WORK TO DO
Please tally the lines in the rows below that contain the string "gravel", treating uppercase and lowercase as different, and give only the number.

(Records of labeled points)
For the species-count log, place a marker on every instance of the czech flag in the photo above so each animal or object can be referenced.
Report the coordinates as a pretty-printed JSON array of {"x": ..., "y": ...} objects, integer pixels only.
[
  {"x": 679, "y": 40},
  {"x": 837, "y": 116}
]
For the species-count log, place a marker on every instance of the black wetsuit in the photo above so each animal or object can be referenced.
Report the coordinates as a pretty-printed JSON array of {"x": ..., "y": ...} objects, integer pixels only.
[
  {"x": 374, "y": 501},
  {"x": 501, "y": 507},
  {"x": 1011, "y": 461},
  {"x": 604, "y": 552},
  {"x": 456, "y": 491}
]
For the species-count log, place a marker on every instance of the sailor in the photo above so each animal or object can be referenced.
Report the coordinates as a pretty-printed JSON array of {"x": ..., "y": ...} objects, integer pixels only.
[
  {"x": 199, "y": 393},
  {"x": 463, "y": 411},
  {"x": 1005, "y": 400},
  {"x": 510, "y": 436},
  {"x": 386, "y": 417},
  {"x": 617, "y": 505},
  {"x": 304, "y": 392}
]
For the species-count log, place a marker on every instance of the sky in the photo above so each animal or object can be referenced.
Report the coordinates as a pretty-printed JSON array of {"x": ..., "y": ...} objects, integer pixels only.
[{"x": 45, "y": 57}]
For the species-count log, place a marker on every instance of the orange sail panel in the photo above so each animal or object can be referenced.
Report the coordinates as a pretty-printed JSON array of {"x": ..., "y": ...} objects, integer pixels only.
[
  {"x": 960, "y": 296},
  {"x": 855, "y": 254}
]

==

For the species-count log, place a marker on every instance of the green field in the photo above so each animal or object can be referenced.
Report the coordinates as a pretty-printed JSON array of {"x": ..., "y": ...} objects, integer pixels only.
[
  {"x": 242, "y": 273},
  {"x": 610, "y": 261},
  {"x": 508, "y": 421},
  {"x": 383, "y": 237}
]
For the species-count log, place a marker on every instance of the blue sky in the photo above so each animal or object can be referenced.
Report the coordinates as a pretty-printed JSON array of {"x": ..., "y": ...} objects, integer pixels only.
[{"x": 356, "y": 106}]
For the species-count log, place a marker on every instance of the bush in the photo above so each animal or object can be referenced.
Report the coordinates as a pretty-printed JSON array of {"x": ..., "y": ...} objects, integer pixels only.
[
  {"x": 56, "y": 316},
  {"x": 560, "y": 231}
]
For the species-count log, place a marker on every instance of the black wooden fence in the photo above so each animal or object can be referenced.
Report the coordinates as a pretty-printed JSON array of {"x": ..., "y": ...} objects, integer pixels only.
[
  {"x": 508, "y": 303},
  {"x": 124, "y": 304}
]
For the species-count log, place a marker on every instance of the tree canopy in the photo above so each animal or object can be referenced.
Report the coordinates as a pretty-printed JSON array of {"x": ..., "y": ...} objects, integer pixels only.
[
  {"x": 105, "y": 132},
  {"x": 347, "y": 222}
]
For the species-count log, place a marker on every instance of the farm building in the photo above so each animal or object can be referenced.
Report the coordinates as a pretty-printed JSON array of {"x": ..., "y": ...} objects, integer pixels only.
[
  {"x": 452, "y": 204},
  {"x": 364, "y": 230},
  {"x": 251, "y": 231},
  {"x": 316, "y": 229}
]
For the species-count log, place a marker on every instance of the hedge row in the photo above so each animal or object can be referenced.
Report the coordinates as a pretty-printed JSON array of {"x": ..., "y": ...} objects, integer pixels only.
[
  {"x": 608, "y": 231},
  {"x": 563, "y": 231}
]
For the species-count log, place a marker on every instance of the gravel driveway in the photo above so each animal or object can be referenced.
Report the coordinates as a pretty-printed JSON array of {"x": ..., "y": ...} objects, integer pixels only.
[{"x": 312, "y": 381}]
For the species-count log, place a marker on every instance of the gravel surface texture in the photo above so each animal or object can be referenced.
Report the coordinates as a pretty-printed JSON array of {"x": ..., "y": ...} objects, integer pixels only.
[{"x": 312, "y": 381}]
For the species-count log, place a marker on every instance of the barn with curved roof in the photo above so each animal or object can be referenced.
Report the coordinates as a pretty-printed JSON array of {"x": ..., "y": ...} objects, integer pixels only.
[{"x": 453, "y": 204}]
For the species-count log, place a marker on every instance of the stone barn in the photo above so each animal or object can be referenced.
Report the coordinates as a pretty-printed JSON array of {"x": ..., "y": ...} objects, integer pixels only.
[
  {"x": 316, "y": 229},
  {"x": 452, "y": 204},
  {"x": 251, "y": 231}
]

WRITTEN REPLY
2